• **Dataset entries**
++++++++++++++++++++

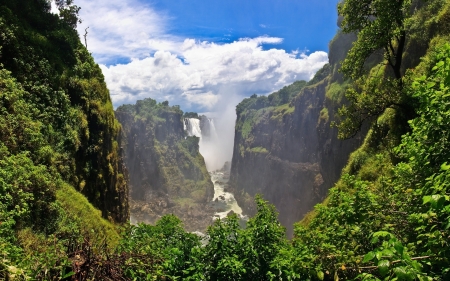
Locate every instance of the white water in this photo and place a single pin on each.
(223, 202)
(192, 127)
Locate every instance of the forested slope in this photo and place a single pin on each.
(59, 142)
(167, 172)
(387, 217)
(285, 147)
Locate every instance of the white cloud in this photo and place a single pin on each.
(206, 69)
(184, 71)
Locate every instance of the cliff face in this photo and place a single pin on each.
(75, 134)
(167, 172)
(288, 152)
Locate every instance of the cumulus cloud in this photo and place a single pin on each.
(198, 76)
(183, 71)
(140, 58)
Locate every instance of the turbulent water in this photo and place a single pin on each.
(204, 128)
(223, 202)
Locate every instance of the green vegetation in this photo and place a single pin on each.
(155, 132)
(63, 189)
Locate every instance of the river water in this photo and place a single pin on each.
(223, 202)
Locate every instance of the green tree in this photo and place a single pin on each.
(380, 26)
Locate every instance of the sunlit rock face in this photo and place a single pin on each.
(291, 154)
(167, 173)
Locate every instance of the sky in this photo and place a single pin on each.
(202, 54)
(206, 55)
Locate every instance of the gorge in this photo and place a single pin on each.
(74, 171)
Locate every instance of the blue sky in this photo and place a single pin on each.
(205, 56)
(302, 24)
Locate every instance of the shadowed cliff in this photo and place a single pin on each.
(284, 145)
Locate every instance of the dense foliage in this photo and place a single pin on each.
(388, 218)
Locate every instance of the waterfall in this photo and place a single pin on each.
(192, 127)
(205, 129)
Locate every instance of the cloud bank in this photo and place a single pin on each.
(140, 58)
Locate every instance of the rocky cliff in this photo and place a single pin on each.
(167, 172)
(72, 129)
(285, 148)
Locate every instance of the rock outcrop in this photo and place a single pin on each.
(167, 173)
(288, 152)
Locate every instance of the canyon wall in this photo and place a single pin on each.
(167, 173)
(285, 148)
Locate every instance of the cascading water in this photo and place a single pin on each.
(192, 127)
(204, 128)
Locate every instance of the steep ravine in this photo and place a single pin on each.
(289, 153)
(167, 173)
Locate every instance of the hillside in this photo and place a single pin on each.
(284, 145)
(63, 185)
(61, 171)
(167, 172)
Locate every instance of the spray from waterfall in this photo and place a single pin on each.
(205, 129)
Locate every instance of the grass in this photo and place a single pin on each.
(280, 111)
(88, 217)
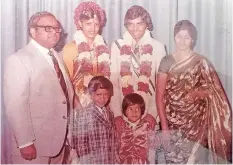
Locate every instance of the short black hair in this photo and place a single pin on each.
(100, 82)
(132, 99)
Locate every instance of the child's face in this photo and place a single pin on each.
(100, 97)
(133, 112)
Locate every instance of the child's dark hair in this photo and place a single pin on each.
(132, 99)
(100, 82)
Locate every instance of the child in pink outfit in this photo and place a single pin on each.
(133, 141)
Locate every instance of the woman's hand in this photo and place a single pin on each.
(192, 96)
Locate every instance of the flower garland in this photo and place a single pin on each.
(89, 62)
(143, 70)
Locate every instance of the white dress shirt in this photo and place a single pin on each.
(44, 51)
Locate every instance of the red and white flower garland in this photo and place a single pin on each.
(91, 63)
(144, 70)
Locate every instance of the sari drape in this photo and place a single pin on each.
(205, 120)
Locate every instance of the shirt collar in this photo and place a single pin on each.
(42, 49)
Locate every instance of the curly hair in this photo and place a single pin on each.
(138, 11)
(186, 25)
(88, 10)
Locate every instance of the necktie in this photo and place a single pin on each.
(104, 110)
(136, 50)
(60, 77)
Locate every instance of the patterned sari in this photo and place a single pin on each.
(206, 120)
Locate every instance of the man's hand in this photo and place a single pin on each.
(28, 152)
(151, 120)
(119, 123)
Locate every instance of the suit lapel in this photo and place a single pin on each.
(40, 61)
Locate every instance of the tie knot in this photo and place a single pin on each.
(136, 49)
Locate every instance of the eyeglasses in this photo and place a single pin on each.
(50, 28)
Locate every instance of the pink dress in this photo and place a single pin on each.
(133, 143)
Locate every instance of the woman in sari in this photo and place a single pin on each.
(191, 99)
(88, 55)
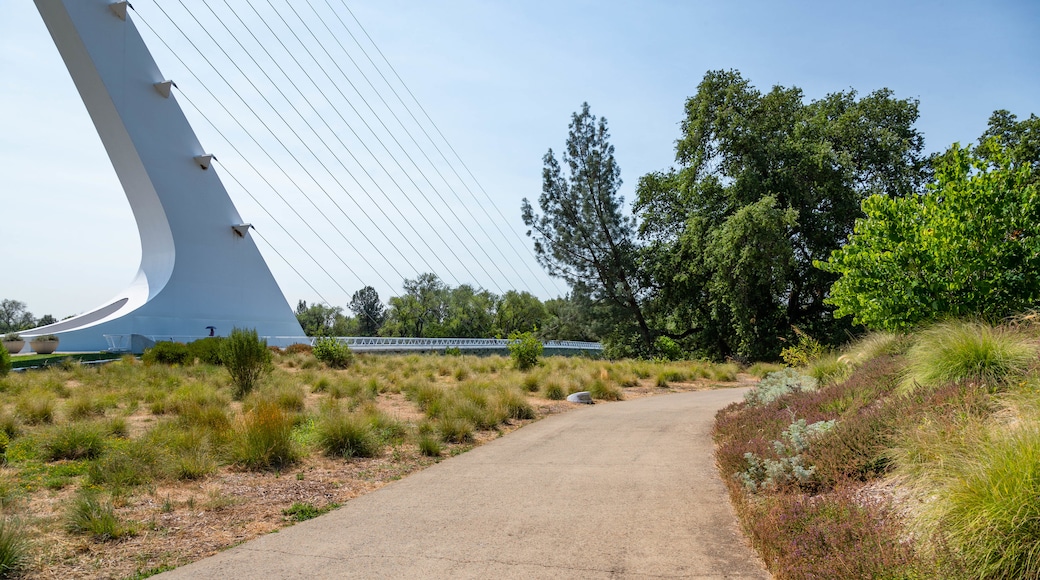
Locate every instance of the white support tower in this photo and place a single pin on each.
(200, 267)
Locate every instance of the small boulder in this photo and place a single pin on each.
(582, 397)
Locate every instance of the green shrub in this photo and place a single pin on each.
(263, 439)
(790, 467)
(524, 349)
(88, 513)
(668, 348)
(14, 549)
(761, 369)
(346, 435)
(5, 364)
(804, 352)
(247, 359)
(302, 511)
(167, 353)
(206, 350)
(333, 352)
(777, 385)
(74, 441)
(972, 351)
(670, 375)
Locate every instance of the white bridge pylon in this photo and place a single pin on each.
(200, 267)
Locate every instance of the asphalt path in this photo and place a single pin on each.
(623, 490)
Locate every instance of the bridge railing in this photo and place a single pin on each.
(128, 343)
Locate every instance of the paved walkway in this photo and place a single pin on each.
(614, 491)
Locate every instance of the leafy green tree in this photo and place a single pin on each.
(581, 234)
(468, 313)
(418, 310)
(320, 319)
(968, 246)
(767, 184)
(569, 318)
(15, 316)
(518, 312)
(369, 311)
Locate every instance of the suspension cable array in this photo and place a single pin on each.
(343, 167)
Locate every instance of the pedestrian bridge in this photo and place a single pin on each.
(137, 343)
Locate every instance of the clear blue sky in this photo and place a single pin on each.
(500, 79)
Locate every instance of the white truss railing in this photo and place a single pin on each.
(124, 343)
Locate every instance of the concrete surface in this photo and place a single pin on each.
(614, 491)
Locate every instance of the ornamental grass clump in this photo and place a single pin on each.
(88, 513)
(983, 504)
(15, 550)
(968, 351)
(347, 435)
(263, 439)
(74, 441)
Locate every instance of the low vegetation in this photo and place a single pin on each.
(138, 466)
(903, 456)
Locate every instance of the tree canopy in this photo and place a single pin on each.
(582, 234)
(767, 184)
(968, 246)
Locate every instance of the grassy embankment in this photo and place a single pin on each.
(913, 456)
(127, 469)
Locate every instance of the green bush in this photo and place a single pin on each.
(302, 511)
(333, 352)
(263, 440)
(5, 363)
(668, 348)
(777, 385)
(804, 352)
(74, 441)
(972, 351)
(14, 549)
(346, 435)
(524, 349)
(167, 353)
(88, 513)
(206, 350)
(247, 359)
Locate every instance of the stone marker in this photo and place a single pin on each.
(582, 397)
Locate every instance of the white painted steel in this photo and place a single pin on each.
(199, 267)
(125, 343)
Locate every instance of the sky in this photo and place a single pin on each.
(500, 80)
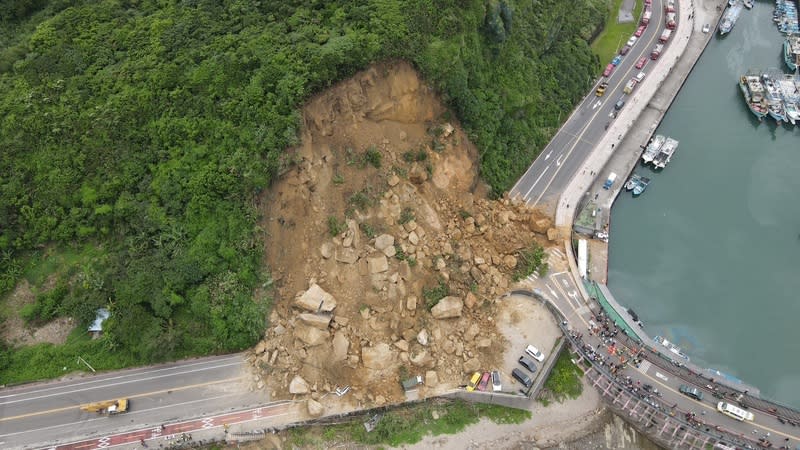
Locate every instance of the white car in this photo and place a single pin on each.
(496, 386)
(534, 353)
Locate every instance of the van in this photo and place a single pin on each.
(521, 377)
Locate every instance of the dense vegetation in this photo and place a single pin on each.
(144, 129)
(407, 425)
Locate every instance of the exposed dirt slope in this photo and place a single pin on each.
(416, 221)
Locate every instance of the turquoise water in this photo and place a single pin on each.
(708, 256)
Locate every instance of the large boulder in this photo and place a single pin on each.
(377, 357)
(378, 264)
(298, 386)
(448, 307)
(315, 299)
(311, 336)
(320, 321)
(315, 408)
(340, 346)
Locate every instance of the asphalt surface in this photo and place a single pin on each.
(560, 289)
(49, 413)
(547, 177)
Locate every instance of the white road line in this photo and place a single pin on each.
(125, 375)
(536, 182)
(137, 380)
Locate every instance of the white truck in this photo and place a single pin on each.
(610, 180)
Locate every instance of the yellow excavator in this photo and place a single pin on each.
(109, 407)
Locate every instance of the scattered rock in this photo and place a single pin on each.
(340, 346)
(315, 408)
(260, 347)
(422, 337)
(315, 299)
(472, 365)
(320, 321)
(346, 255)
(470, 300)
(311, 336)
(402, 344)
(431, 378)
(377, 357)
(326, 250)
(378, 264)
(447, 308)
(298, 386)
(384, 241)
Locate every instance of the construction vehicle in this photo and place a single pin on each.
(108, 407)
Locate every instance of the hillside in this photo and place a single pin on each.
(137, 136)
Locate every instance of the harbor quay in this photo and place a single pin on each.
(583, 212)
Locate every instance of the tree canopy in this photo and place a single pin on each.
(147, 127)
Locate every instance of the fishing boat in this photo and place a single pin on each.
(730, 17)
(632, 182)
(774, 98)
(641, 186)
(791, 52)
(665, 154)
(652, 148)
(753, 92)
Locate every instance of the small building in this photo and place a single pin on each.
(96, 328)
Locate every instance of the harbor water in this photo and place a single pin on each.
(709, 255)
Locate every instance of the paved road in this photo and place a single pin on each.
(551, 172)
(560, 289)
(50, 412)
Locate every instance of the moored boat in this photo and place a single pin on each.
(730, 16)
(665, 154)
(640, 186)
(774, 98)
(791, 52)
(753, 92)
(652, 148)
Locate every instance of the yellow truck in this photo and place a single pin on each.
(108, 407)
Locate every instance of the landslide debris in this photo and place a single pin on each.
(386, 255)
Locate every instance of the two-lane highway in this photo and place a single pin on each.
(548, 175)
(32, 415)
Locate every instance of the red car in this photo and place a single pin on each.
(484, 381)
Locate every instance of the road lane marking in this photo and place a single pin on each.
(128, 375)
(111, 385)
(67, 408)
(537, 181)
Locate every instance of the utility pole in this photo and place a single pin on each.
(87, 364)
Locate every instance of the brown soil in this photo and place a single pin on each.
(456, 236)
(17, 333)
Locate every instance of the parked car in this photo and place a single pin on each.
(535, 353)
(601, 89)
(484, 381)
(691, 392)
(522, 378)
(496, 386)
(473, 382)
(527, 363)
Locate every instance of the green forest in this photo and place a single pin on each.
(135, 136)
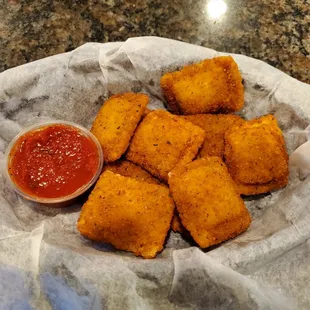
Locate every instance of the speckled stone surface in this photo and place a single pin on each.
(275, 31)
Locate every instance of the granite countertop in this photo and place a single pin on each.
(275, 31)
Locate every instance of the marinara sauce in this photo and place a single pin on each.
(53, 161)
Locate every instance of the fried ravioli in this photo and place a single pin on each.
(210, 86)
(215, 126)
(131, 215)
(116, 122)
(256, 157)
(207, 201)
(162, 141)
(128, 169)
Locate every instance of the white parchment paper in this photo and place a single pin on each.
(46, 264)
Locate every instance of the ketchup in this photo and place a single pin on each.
(53, 161)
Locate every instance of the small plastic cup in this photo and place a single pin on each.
(59, 201)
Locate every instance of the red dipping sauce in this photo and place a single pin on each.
(53, 161)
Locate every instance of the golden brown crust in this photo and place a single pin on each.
(207, 201)
(129, 169)
(116, 122)
(256, 157)
(131, 215)
(215, 126)
(210, 86)
(162, 141)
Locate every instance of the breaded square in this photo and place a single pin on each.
(210, 86)
(116, 122)
(207, 201)
(215, 126)
(256, 156)
(131, 215)
(162, 141)
(129, 169)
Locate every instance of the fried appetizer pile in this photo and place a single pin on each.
(129, 214)
(207, 201)
(215, 126)
(128, 169)
(211, 86)
(162, 141)
(116, 122)
(256, 157)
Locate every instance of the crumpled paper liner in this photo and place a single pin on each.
(46, 264)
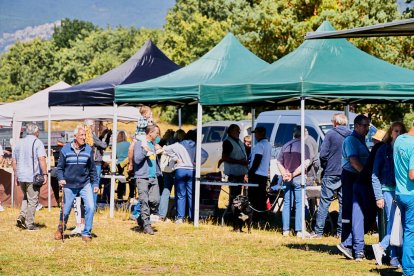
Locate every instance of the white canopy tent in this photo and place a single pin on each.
(36, 108)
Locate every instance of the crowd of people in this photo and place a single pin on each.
(363, 180)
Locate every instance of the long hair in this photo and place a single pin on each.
(388, 136)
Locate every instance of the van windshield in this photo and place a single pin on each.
(368, 139)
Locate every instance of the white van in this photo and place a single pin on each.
(279, 125)
(213, 135)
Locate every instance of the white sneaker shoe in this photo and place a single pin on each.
(378, 252)
(78, 230)
(39, 206)
(301, 234)
(154, 218)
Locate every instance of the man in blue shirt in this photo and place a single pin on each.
(146, 170)
(355, 155)
(76, 171)
(404, 194)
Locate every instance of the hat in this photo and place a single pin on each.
(379, 135)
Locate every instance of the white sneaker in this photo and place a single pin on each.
(305, 234)
(154, 218)
(378, 252)
(39, 206)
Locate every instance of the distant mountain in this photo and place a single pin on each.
(19, 14)
(44, 31)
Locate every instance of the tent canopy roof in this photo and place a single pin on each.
(324, 70)
(35, 108)
(148, 63)
(228, 61)
(396, 28)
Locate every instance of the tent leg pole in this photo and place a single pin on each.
(198, 166)
(49, 152)
(253, 111)
(302, 161)
(113, 161)
(179, 118)
(347, 113)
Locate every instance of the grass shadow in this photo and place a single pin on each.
(386, 271)
(322, 248)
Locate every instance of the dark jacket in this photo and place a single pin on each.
(77, 170)
(331, 150)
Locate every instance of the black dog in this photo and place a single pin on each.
(242, 213)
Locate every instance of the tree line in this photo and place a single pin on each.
(79, 50)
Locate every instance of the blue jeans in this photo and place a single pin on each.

++++++++++++++++++++

Each line from the one containing "Locate every instance of the white canopy" to the end of the records should be echoed exactly, and no other line.

Locate every instance of the white canopy tent in this photo and place a single pin on each.
(36, 108)
Locate every instance of the crowd of people in this photo and place a single pin on each.
(363, 180)
Locate every instance of the long hair in this photo and place a single pin on each.
(388, 136)
Locate every instance of the van windshield in this photo and place a single pin on each.
(368, 139)
Locate every instance of the white van in this photo and place a single pin on each.
(279, 125)
(213, 135)
Locate every instance of the white sneaker shoe in this photo and place a single pin on each.
(378, 252)
(78, 230)
(39, 206)
(301, 234)
(154, 218)
Locate every instance of the man in blue shirt in this photo and place a single pin on each.
(146, 170)
(355, 155)
(76, 171)
(404, 194)
Locate every instance of the hat in this photo and place a single pin on each.
(379, 135)
Locate every instance of the white sneaker in this photo and place a single pin on each.
(305, 234)
(154, 218)
(378, 252)
(39, 206)
Locate every instance of the distant mountain in this photo and place a single pin on each.
(19, 14)
(44, 31)
Locate every instance of the tent canopy roof in this photo and place a single pin on each.
(324, 70)
(35, 108)
(148, 63)
(228, 61)
(396, 28)
Locate every instance of the tent leg pole in this photo and place a single pin on each.
(198, 166)
(49, 152)
(253, 111)
(302, 161)
(113, 161)
(179, 118)
(347, 113)
Locate every instance of the grass shadow in this photo and place a single pin on each.
(386, 271)
(322, 248)
Locate every instance of the dark jacket in this photo and place a single pin on each.
(77, 170)
(331, 150)
Locate every instance of the black dog in this photo and place a single pin on each.
(242, 213)
Locate every instance of the tree line in this photo and place a single pin on each.
(79, 50)
Locate every instance of the blue jeans in this photo and place a single pin on each.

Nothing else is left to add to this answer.